#### TASK REQUIREMENTS:
Find every line below that contains the word "frozen" and copy each of those lines. Case matters, so match the word only where its capitals and lowercase letters are identical.

#### RECORDS TO PROCESS:
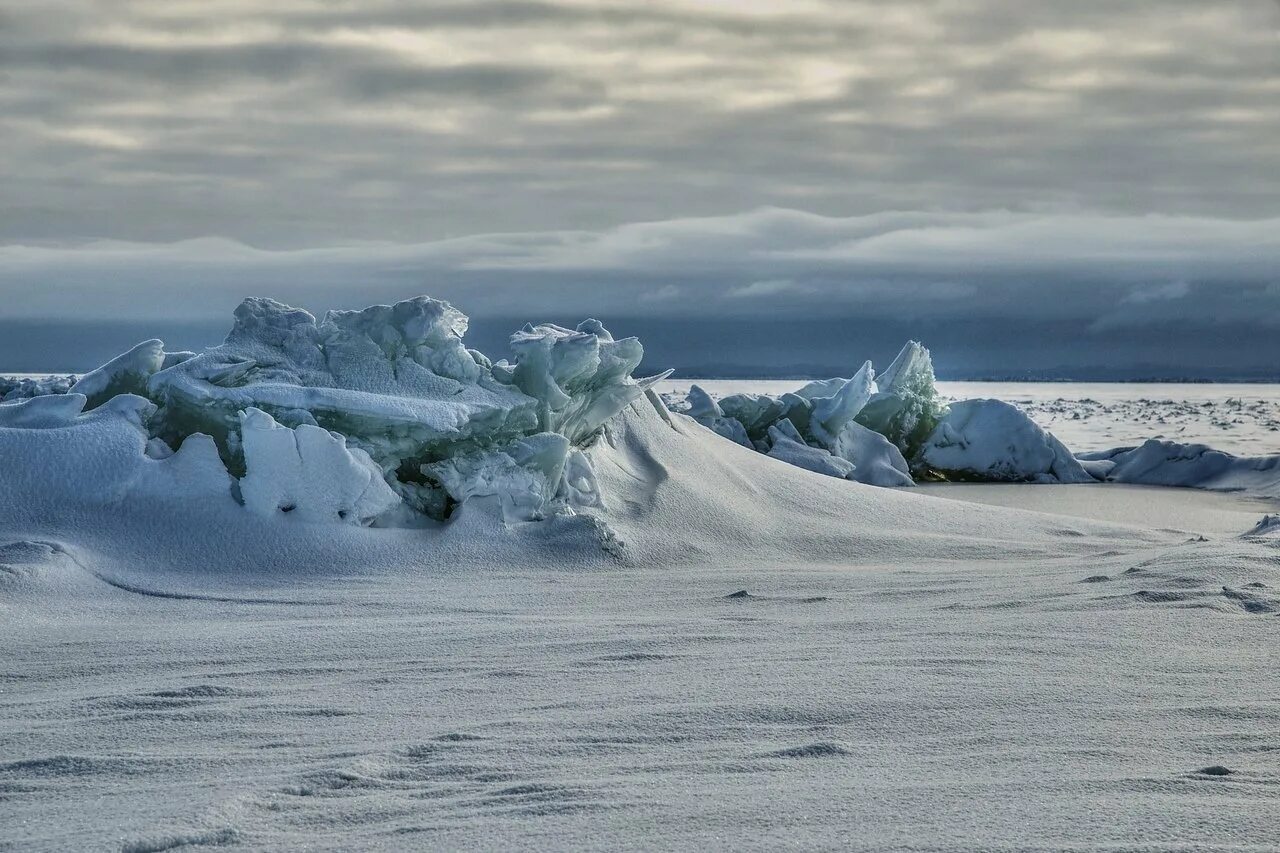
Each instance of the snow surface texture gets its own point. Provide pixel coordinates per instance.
(901, 673)
(693, 646)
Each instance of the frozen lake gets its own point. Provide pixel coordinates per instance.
(1242, 419)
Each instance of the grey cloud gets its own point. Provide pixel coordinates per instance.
(295, 124)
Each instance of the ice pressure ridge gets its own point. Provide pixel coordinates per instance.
(384, 416)
(374, 415)
(887, 429)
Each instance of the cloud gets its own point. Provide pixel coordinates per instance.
(1157, 293)
(767, 263)
(298, 123)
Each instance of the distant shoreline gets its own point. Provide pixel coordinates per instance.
(1011, 381)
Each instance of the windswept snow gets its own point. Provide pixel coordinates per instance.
(347, 584)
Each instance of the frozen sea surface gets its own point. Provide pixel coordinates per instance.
(773, 660)
(1242, 419)
(1031, 705)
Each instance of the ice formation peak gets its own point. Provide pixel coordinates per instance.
(862, 428)
(380, 414)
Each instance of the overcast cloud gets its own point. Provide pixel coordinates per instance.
(1098, 168)
(309, 122)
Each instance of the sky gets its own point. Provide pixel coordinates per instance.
(1065, 188)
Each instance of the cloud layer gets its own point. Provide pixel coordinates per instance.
(1024, 290)
(309, 122)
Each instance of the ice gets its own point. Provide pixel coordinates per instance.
(309, 474)
(181, 670)
(831, 414)
(877, 461)
(373, 414)
(1161, 463)
(396, 381)
(24, 387)
(908, 407)
(824, 427)
(789, 447)
(990, 439)
(124, 374)
(525, 475)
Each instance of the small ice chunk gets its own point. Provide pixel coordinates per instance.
(813, 459)
(124, 374)
(525, 475)
(831, 414)
(876, 459)
(309, 473)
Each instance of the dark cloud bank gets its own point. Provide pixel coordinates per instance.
(769, 292)
(1097, 185)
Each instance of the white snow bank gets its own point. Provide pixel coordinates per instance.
(1160, 463)
(990, 439)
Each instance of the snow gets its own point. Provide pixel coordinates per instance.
(126, 374)
(309, 474)
(347, 584)
(1157, 463)
(823, 425)
(990, 439)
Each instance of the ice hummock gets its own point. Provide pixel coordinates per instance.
(364, 416)
(860, 428)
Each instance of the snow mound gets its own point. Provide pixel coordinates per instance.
(1160, 463)
(990, 439)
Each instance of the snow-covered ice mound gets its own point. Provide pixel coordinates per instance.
(883, 429)
(1160, 463)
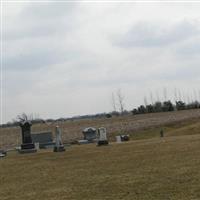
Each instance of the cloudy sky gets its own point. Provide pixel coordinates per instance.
(62, 59)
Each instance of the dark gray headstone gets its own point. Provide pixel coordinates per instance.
(102, 137)
(90, 134)
(45, 139)
(27, 145)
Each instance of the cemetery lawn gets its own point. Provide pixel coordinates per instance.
(157, 168)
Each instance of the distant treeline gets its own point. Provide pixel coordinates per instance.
(158, 106)
(165, 106)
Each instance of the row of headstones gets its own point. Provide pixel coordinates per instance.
(28, 146)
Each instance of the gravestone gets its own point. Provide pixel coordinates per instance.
(59, 147)
(27, 145)
(118, 139)
(45, 139)
(90, 134)
(102, 137)
(124, 138)
(3, 153)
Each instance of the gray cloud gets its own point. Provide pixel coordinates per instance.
(73, 56)
(145, 34)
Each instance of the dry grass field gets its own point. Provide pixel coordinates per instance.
(133, 125)
(159, 168)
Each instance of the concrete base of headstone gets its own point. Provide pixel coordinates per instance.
(28, 148)
(59, 149)
(102, 142)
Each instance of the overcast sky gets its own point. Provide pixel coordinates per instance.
(66, 59)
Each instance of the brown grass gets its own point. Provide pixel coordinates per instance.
(167, 169)
(72, 130)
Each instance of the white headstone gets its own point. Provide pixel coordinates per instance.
(118, 139)
(102, 134)
(59, 145)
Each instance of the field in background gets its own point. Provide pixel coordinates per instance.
(138, 126)
(149, 169)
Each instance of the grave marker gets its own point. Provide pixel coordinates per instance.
(59, 147)
(27, 145)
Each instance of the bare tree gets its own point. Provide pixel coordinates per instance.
(24, 117)
(120, 97)
(145, 101)
(151, 97)
(114, 102)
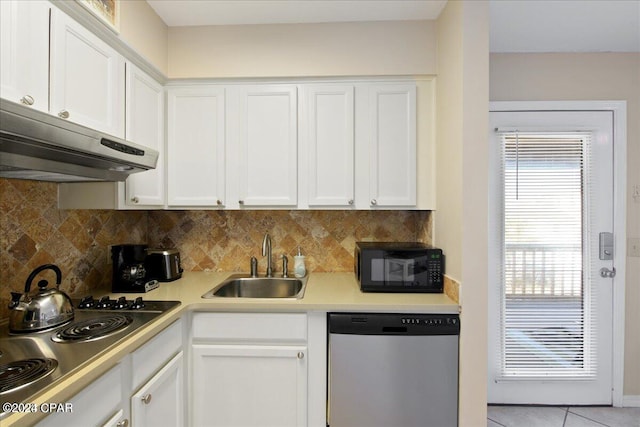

#### ANSWER BELOW:
Each instance of the frozen lake gets its own point. Provide pixel coordinates per instance.
Each instance of the frozen sea surface gets its own point. Provide pixel coordinates per instance.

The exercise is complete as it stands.